#### Excerpted data

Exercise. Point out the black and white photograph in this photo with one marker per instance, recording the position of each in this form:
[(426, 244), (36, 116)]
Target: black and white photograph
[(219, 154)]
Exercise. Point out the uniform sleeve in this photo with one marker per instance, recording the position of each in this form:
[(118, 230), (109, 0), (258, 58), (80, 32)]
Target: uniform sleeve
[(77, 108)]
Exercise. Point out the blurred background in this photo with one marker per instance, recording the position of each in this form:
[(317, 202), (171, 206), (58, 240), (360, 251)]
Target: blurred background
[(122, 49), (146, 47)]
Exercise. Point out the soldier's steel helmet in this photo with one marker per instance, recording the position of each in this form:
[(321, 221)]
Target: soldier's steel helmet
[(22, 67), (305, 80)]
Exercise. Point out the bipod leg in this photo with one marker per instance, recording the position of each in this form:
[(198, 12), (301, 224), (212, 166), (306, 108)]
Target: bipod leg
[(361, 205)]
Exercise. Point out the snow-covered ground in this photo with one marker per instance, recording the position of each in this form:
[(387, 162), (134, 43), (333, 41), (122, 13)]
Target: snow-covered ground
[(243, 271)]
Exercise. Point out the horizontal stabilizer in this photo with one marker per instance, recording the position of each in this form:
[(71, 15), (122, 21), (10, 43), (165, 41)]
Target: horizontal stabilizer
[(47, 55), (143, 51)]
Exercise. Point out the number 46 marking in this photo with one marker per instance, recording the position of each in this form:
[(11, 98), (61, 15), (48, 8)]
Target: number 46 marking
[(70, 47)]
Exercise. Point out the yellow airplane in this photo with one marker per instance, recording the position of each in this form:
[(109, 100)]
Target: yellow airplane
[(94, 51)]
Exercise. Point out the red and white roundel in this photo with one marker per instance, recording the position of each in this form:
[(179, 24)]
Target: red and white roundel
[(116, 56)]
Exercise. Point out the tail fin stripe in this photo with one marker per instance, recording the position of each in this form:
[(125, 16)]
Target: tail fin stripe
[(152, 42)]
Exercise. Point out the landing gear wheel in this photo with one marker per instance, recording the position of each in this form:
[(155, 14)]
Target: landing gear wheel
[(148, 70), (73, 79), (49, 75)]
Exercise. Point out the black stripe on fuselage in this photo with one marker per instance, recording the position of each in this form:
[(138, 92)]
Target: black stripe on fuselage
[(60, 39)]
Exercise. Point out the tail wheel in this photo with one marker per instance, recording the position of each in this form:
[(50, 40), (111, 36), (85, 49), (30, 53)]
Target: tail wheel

########

Set task: Take the line with "Exercise. Point out the landing" and all lines after it to the last line, and reproduce them exactly.

Response to the task:
Exercise. Point out the landing gear wheel in this photo with one marker per instance, recording the position of each in this form:
[(155, 14)]
Target: landing gear wheel
[(148, 70), (73, 79), (49, 75)]
Exercise. Point out the black stripe on fuselage in this photo with one marker per instance, recording the position of each in this form:
[(138, 92)]
Target: black stripe on fuselage
[(60, 39)]
Exercise. Point out the tail wheel in this photo with one marker per instance, recording the position of each in this form:
[(50, 40), (111, 36), (85, 49), (30, 53)]
Target: tail wheel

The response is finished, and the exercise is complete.